Texto de referência:
O Instituto Brasileiro do Vinho chegou a defender a proibição do uso do agrotóxico na região. O noroeste gaúcho é campeão nacional no uso de agrotóxicos, segundo um mapa do Laboratório de Geografia Agrária da USP com dados do IBGE (Instituto Brasileiro de Geografia e Estatística).

Questão da Produtividade

Até hoje, olhando a série histórica, a produtividade do agronegócio no Brasil só aumentou. A produção do milho, por exemplo, subiu de 3,6 ton/ha em 2009 para 5,6 ton/ha em 2019 (previsão), de acordo com dados da Conab (Companhia Nacional de Abastecimento).
“O aumento da produção muitas vezes é usado como argumento pra dizer que não está acontecendo nada (em termos de efeitos da mudança climática). Mas a produtividade aumenta porque antes era muito baixa, porque estamos implementando as diversas tecnologias existentes”, afirma Assad, que também é membro do Painel Brasileiro de Mudanças Climáticas. “O teto de produtividade do milho, por exemplo, é de 10 toneladas por hectare considerando a tecnologia existente.”
Isso não quer dizer, diz ele, que os efeitos da devastação não terão um impacto na produtividade.
Segundo cálculos no modelo feito por cientistas das Universidade Federais de Minas Gerais e Viçosa, em 30 anos as perdas na produção de soja podem ir de 25% a 60%, dependendo da região, graças ao desmatamento da Amazônia.
Até a pecuária pode ser afetada, com a produtividade do pasto caindo de 28% a 33% e alguns lugares deixando de ser viáveis para a atividade.

Expansão?

Mas por que ainda há resistência em aceitar a visão de que a devastação do meio ambiente prejudica o agronegócio?
Segundo Sparovek, da Esalq, narrativas que defendem a necessidade de expandir a fronteira agrícola não têm embasamento científico. Ele afirma que “quando se analisa a necessidade de expansão do agronegócio brasileiro prevista pelo próprio setor até 2050, não se vê necessidade alguma de desmatar e expandir a fronteira agrícola.”

Partes do exercício:
(a) Diga se cada afirmação concorda com o texto de referência, respondendo sim ou não e citando as palavras dele que decidem: (i) a produção de milho chegou a 5,6 ton/ha em 2019, segundo previsão; (ii) o teto de produtividade do milho, com a tecnologia existente, é de 20 toneladas por hectare; (iii) em 30 anos, as perdas na produção de soja podem ir de 25% a 60%.
(b) Liste todas as porcentagens mencionadas no texto de referência.
(c) Reproduza o trecho do texto de referência que começa em "O Instituto Brasileiro" e termina em "Nacional de Abastecimento).".

Dados extraídos:
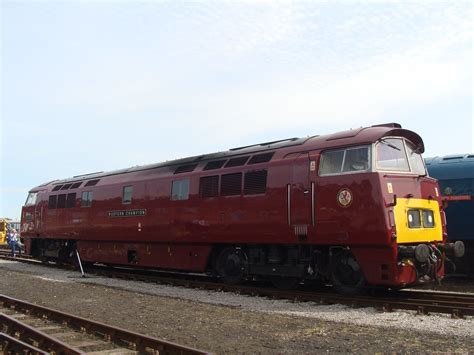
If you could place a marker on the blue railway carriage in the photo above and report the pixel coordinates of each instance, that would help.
(455, 174)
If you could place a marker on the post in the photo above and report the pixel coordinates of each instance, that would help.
(80, 264)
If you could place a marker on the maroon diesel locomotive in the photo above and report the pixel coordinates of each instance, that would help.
(355, 208)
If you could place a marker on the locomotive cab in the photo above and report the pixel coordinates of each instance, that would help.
(385, 181)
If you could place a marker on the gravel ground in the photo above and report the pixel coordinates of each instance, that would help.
(229, 323)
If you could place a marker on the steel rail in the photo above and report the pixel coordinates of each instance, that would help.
(12, 345)
(134, 341)
(456, 304)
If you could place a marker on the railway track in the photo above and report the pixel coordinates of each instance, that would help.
(31, 329)
(458, 305)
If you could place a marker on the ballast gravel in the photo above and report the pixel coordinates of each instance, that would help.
(272, 325)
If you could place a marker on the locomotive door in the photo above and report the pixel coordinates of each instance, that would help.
(38, 218)
(299, 216)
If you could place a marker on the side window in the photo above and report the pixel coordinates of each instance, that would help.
(52, 201)
(348, 160)
(127, 194)
(180, 190)
(331, 162)
(31, 200)
(86, 200)
(356, 159)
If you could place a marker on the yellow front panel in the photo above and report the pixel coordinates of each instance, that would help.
(416, 235)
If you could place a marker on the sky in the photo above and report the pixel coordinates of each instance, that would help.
(92, 86)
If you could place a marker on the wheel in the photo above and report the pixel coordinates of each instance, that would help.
(346, 275)
(285, 283)
(230, 265)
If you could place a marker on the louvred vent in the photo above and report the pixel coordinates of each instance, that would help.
(231, 184)
(209, 186)
(255, 182)
(236, 162)
(185, 168)
(217, 164)
(261, 158)
(92, 182)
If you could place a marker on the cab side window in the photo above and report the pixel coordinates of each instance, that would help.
(86, 200)
(345, 161)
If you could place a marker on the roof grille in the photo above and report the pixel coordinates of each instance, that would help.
(261, 158)
(185, 168)
(216, 164)
(236, 161)
(92, 182)
(453, 158)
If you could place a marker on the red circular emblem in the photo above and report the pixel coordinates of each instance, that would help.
(344, 197)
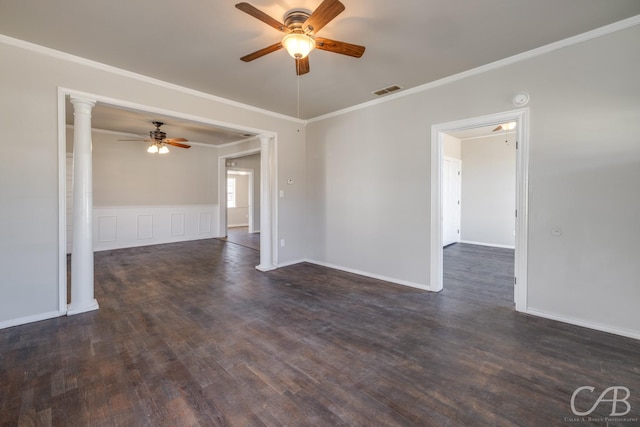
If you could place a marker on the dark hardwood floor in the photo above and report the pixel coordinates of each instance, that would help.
(241, 236)
(190, 334)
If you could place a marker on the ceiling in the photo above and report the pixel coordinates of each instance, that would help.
(198, 43)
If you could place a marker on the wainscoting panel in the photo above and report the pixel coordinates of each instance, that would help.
(129, 226)
(177, 224)
(107, 228)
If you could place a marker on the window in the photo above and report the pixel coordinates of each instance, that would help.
(231, 192)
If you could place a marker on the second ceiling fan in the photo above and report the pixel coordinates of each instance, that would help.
(301, 28)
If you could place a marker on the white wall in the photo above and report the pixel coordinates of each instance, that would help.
(29, 246)
(369, 179)
(489, 191)
(451, 147)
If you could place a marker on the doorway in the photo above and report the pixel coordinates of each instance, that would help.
(438, 133)
(451, 200)
(267, 148)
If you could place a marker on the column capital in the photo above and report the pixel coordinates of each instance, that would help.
(82, 105)
(264, 138)
(75, 100)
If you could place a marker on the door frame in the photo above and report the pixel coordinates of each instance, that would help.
(250, 190)
(268, 148)
(521, 116)
(222, 189)
(458, 162)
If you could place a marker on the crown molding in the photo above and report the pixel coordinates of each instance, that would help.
(580, 38)
(10, 41)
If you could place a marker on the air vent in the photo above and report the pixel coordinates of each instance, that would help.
(386, 90)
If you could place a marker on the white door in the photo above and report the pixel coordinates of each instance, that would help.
(451, 193)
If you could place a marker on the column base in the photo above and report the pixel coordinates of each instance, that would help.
(77, 309)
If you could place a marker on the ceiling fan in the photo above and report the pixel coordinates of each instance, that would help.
(300, 28)
(159, 140)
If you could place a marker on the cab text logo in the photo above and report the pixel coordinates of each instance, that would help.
(617, 396)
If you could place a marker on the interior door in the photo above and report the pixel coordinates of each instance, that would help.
(451, 203)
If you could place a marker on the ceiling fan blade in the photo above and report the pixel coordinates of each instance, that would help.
(176, 144)
(340, 47)
(262, 52)
(258, 14)
(320, 17)
(302, 66)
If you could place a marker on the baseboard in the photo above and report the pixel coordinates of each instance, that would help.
(30, 319)
(493, 245)
(140, 243)
(585, 324)
(288, 263)
(371, 275)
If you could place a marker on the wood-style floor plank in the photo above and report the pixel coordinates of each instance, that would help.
(191, 334)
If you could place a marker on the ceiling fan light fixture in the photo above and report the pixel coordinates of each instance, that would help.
(299, 45)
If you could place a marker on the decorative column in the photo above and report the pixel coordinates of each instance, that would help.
(82, 298)
(266, 185)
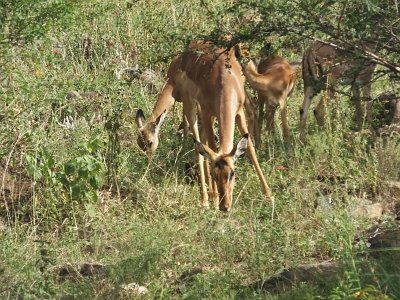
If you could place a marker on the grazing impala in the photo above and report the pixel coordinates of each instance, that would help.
(212, 79)
(273, 79)
(321, 60)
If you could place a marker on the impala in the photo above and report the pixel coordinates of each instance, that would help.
(273, 79)
(322, 67)
(211, 79)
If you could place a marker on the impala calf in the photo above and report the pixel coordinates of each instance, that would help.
(323, 66)
(273, 79)
(210, 78)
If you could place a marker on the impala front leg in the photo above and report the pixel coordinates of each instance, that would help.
(241, 121)
(190, 111)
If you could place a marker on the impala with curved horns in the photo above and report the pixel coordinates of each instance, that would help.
(273, 79)
(211, 78)
(323, 66)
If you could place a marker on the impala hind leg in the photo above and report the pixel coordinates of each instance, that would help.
(209, 140)
(308, 95)
(261, 116)
(319, 111)
(241, 121)
(251, 116)
(190, 111)
(285, 125)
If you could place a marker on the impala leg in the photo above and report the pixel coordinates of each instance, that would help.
(261, 104)
(251, 116)
(360, 109)
(190, 112)
(270, 117)
(319, 111)
(366, 90)
(241, 121)
(209, 140)
(308, 94)
(285, 125)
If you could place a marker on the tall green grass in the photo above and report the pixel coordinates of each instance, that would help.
(145, 224)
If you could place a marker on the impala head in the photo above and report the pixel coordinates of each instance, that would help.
(148, 132)
(223, 169)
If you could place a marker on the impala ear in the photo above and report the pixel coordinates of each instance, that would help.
(139, 118)
(204, 150)
(160, 120)
(241, 147)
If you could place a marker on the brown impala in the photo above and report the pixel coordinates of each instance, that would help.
(273, 79)
(321, 60)
(210, 78)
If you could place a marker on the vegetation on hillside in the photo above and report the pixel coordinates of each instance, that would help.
(84, 214)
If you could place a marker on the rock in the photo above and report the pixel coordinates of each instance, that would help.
(394, 189)
(72, 95)
(135, 289)
(385, 239)
(318, 273)
(90, 269)
(369, 211)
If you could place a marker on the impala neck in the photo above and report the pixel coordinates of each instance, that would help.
(164, 103)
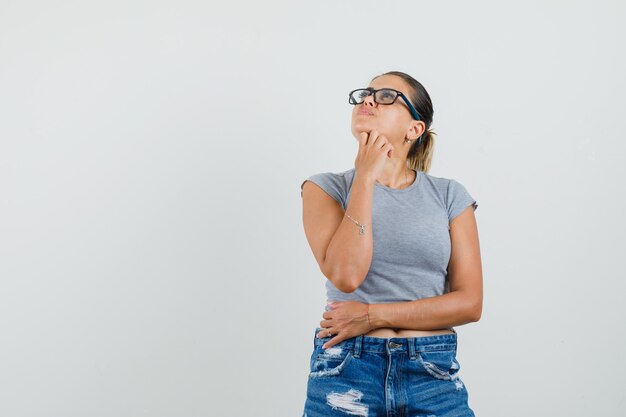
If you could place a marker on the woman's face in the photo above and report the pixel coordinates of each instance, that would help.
(391, 120)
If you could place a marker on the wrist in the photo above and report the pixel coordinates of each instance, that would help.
(376, 316)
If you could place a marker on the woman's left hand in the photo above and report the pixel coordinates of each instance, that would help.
(346, 319)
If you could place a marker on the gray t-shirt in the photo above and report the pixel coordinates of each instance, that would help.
(411, 236)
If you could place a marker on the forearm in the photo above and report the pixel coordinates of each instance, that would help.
(451, 309)
(349, 253)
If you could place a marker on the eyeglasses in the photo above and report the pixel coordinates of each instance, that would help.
(381, 96)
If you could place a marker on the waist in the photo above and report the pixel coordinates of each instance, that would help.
(388, 332)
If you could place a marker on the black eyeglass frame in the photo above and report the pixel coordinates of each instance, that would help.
(373, 92)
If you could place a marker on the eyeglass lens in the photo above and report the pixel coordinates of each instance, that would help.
(383, 96)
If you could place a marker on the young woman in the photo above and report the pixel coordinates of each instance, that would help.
(400, 252)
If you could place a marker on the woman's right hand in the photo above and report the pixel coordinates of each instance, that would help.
(374, 149)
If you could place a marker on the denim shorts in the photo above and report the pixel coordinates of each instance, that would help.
(386, 377)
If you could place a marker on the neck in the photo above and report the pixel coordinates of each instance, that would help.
(396, 174)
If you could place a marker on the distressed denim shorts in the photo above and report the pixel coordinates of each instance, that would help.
(386, 377)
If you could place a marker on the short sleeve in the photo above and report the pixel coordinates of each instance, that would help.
(331, 183)
(458, 198)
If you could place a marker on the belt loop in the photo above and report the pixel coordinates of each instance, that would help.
(411, 342)
(357, 346)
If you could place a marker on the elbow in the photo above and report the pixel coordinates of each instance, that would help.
(476, 311)
(343, 279)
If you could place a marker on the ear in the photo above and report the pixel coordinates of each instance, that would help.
(416, 129)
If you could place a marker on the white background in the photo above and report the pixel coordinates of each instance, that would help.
(153, 259)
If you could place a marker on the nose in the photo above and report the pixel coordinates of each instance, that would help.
(369, 100)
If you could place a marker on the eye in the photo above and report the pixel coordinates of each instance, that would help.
(388, 94)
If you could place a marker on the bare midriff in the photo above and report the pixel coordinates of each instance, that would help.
(388, 332)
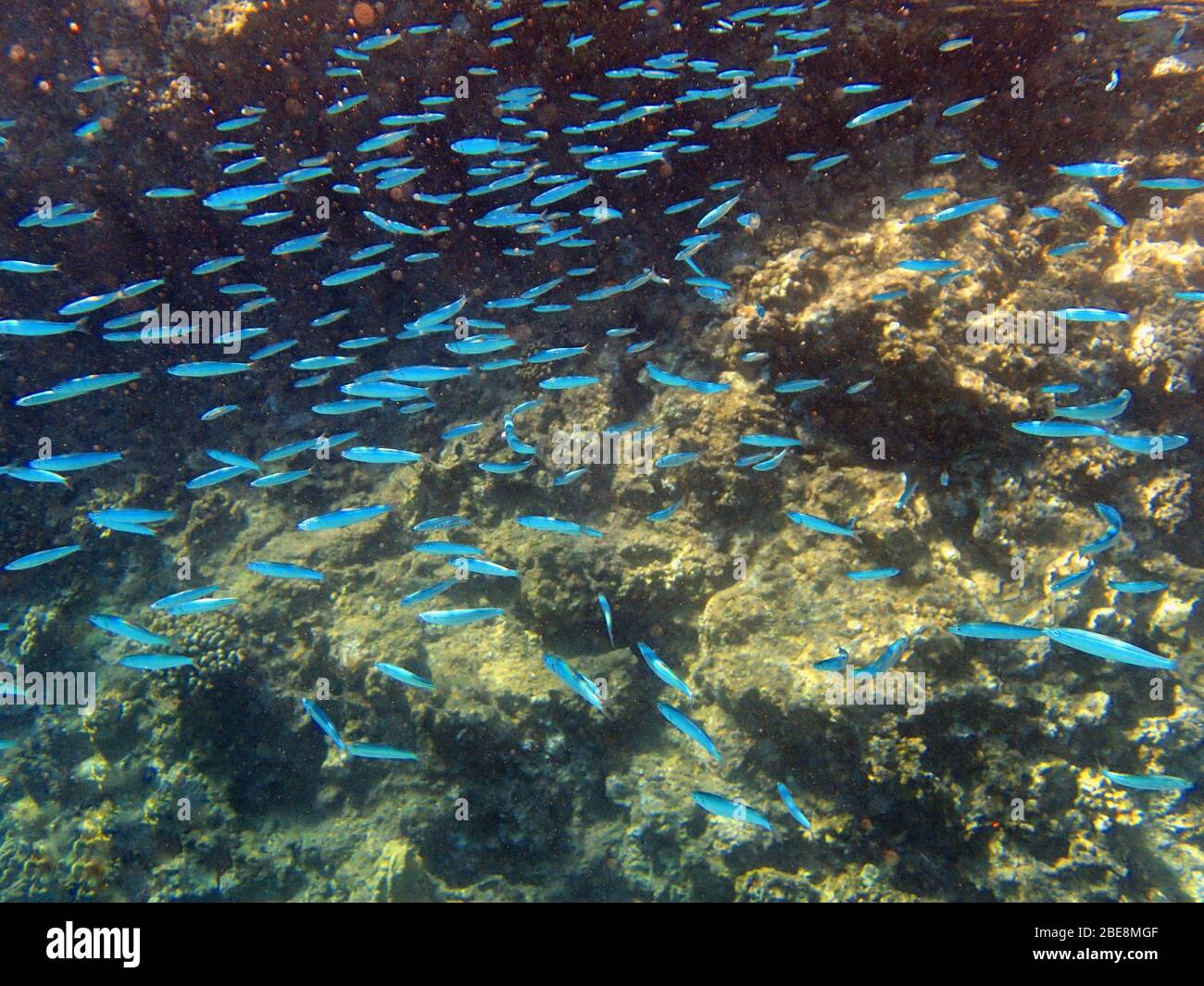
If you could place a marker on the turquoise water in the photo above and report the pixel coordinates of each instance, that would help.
(645, 452)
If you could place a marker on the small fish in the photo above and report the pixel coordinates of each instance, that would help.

Respostas esperadas:
(a)
(i) Sim: "subiu de 3,6 ton/ha em 2009 para 5,6 ton/ha em 2019 (previsão)".
(ii) Não: "O teto de produtividade do milho, por exemplo, é de 10 toneladas por hectare considerando a tecnologia existente."
(iii) Sim: "em 30 anos as perdas na produção de soja podem ir de 25% a 60%".

(b) 25%, 60%, 28%, 33%

(c)
O Instituto Brasileiro do Vinho chegou a defender a proibição do uso do agrotóxico na região. O noroeste gaúcho é campeão nacional no uso de agrotóxicos, segundo um mapa do Laboratório de Geografia Agrária da USP com dados do IBGE (Instituto Brasileiro de Geografia e Estatística).

Questão da Produtividade

Até hoje, olhando a série histórica, a produtividade do agronegócio no Brasil só aumentou. A produção do milho, por exemplo, subiu de 3,6 ton/ha em 2009 para 5,6 ton/ha em 2019 (previsão), de acordo com dados da Conab (Companhia Nacional de Abastecimento).